- _Short task_: In the stretch of the listing from the line containing "task: segment the glass base" through the end of the listing, replace "top-left corner" with "upper-left corner" and reproduce only those lines with everything else unchanged. Leave the pictures out of your answer.
┌──
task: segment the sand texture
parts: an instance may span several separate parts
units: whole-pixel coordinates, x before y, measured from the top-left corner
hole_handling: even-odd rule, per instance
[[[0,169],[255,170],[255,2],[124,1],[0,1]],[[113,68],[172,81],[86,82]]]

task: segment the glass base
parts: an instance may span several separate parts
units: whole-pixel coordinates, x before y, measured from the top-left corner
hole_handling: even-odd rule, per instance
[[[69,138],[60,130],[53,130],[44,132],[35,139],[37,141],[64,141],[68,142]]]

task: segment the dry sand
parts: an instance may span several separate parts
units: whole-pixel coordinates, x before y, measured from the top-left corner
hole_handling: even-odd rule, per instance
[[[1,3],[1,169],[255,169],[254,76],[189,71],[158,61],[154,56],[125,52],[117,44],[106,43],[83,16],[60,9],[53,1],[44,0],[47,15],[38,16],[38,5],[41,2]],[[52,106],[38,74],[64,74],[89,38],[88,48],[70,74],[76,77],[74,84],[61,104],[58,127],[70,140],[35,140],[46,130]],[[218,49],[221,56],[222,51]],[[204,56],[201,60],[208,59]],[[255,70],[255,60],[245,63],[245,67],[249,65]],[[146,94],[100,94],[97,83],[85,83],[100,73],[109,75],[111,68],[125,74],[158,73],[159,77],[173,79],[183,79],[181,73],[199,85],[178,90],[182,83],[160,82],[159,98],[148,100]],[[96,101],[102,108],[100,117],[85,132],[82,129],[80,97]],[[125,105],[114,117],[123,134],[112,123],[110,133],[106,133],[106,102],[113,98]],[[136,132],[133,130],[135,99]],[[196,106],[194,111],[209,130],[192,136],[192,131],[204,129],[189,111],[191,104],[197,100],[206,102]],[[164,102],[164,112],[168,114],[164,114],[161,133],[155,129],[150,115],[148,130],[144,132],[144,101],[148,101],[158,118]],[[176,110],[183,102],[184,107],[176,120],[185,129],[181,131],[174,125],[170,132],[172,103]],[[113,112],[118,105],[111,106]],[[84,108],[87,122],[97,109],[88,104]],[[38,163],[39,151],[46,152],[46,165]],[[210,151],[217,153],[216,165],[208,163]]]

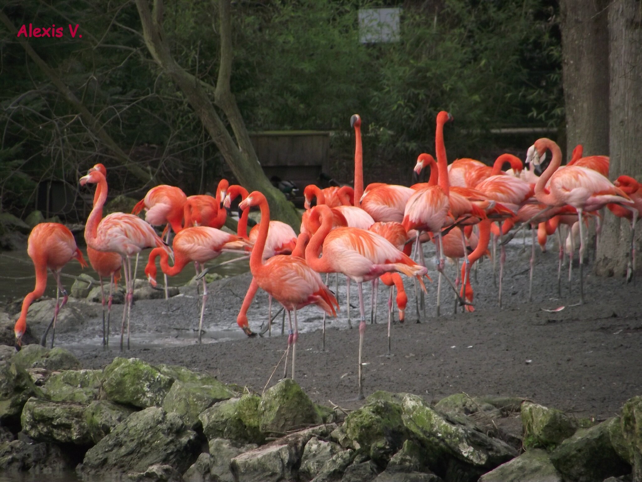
└──
- _The output_:
task: segment the glass base
parts: an instance may span several separate parts
units: whole-pixel coordinates, x before y, measured from the upper-left corner
hole_handling: even-odd rule, per instance
[[[69,138],[60,130],[53,130],[44,132],[35,139],[37,141],[64,141],[68,142]]]

task: segment the dry sand
parts: an instance may span several separate parts
units: whole-pixel coordinates, x before y, measured from the upper-left corner
hole_handling: even-odd rule, per instance
[[[1,3],[1,169],[255,169],[254,76],[189,71],[158,61],[154,56],[125,52],[117,44],[106,43],[83,16],[60,9],[53,1],[44,0],[47,15],[38,16],[38,5],[41,2]],[[52,106],[38,74],[64,74],[89,38],[88,48],[70,74],[76,77],[74,84],[61,104],[58,127],[70,140],[35,140],[46,130]],[[218,49],[221,56],[222,51]],[[204,56],[201,60],[208,59]],[[255,70],[255,60],[245,63],[245,67],[249,65]],[[146,94],[100,94],[97,83],[85,83],[100,73],[109,75],[111,68],[125,74],[158,73],[159,77],[173,79],[183,79],[181,73],[199,85],[178,90],[182,83],[160,82],[159,98],[148,100]],[[96,101],[102,108],[100,117],[85,132],[82,129],[80,97]],[[125,105],[114,117],[123,134],[112,123],[110,133],[106,133],[106,102],[113,98]],[[136,132],[133,130],[135,99]],[[196,106],[194,111],[209,130],[192,136],[192,131],[204,129],[189,111],[191,104],[197,100],[206,102]],[[164,102],[164,112],[168,114],[164,114],[161,133],[155,129],[150,115],[148,130],[144,132],[144,101],[148,101],[158,118]],[[176,110],[183,102],[184,107],[176,120],[185,129],[181,131],[174,125],[170,132],[172,103]],[[113,112],[118,105],[111,106]],[[84,108],[87,122],[97,109],[88,104]],[[38,163],[39,151],[46,152],[46,165]],[[210,151],[217,153],[216,165],[208,163]]]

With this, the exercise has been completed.